Report each line of the data that has "branch" somewhere in it.

[Photo-based referring expression data]
________________________________________
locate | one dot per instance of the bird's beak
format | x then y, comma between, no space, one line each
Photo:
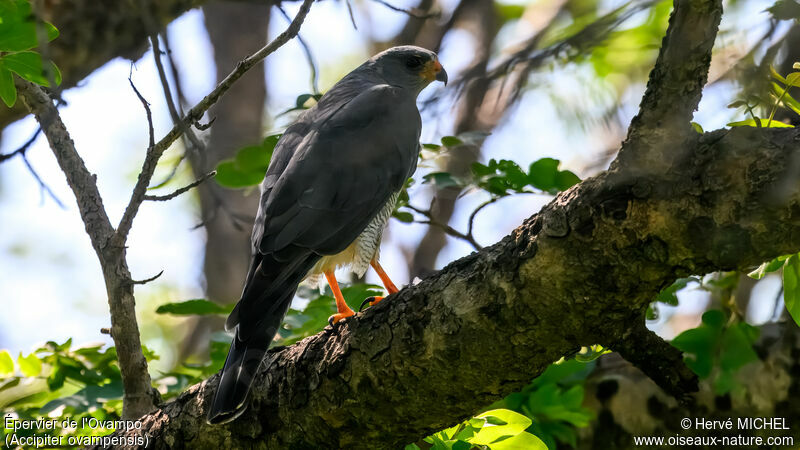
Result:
441,74
434,71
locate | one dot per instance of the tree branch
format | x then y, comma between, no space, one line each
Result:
675,86
195,183
138,396
195,114
572,275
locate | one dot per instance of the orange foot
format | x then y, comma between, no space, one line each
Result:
342,309
371,301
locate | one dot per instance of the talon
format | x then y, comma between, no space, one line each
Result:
336,318
342,310
371,301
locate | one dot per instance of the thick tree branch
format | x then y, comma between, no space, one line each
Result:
109,244
572,275
675,86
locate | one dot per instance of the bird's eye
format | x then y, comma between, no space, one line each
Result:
414,62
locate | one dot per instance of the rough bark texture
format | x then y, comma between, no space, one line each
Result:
139,397
579,272
627,403
239,121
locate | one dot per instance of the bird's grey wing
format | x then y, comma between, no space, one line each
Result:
341,174
344,173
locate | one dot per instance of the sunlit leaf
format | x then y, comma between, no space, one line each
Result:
791,287
30,365
6,363
194,307
29,66
768,267
763,122
8,92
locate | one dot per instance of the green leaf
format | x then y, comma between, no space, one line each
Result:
230,176
737,346
768,267
194,307
793,79
403,216
30,365
8,92
451,141
740,103
522,441
29,66
791,287
254,158
542,173
441,180
19,27
507,12
513,423
669,295
6,363
763,122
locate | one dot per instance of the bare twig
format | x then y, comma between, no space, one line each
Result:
23,148
476,211
173,110
411,13
195,183
312,64
674,88
350,12
195,114
148,113
137,397
147,280
468,237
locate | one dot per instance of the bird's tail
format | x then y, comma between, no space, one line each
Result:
241,365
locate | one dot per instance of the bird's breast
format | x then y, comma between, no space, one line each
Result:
363,249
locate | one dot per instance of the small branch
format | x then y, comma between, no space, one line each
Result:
147,280
173,110
45,189
445,227
477,210
138,396
23,148
674,88
148,113
196,113
411,13
195,183
350,12
204,127
659,360
309,55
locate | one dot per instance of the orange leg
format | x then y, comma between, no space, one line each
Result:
342,309
387,283
384,278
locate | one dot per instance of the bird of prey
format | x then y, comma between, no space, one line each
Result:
330,188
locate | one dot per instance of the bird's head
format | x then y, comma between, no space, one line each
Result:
409,66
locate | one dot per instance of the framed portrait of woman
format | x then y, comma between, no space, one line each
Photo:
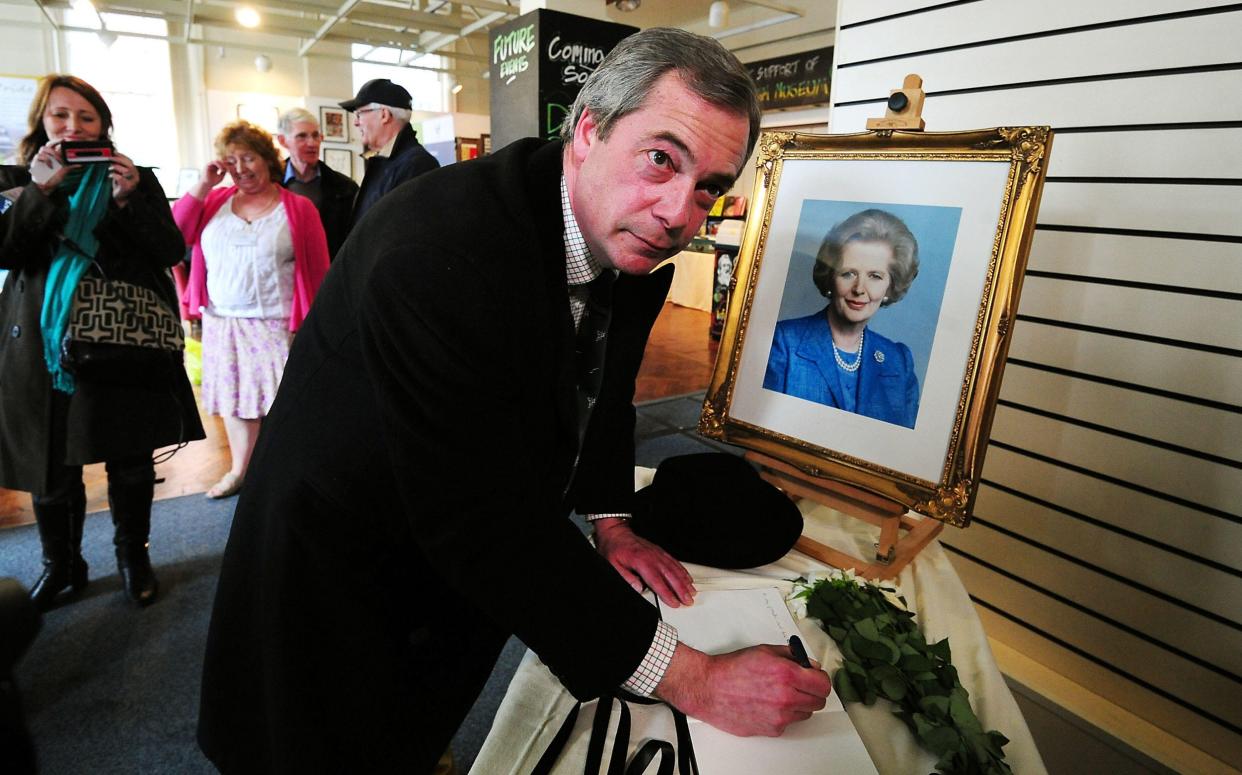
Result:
334,124
874,294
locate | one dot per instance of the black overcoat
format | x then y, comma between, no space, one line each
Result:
137,244
406,504
409,160
335,205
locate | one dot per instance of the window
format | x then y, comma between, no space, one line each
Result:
426,87
134,77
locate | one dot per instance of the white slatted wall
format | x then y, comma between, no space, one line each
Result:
1107,540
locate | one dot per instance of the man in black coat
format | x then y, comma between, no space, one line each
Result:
381,116
332,193
436,422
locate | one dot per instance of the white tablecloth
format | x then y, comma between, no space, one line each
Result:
692,283
537,703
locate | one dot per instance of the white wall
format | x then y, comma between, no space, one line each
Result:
1107,540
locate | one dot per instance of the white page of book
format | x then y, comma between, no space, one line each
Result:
724,620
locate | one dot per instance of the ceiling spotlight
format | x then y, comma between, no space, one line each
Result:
247,16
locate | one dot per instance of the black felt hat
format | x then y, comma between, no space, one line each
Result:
380,91
713,509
________________________________________
## WRITTEN REPLY
locate | one dot per instance of the tree branch
locate | one dot per instance of the thick tree branch
locate | one dot per instance of the small branch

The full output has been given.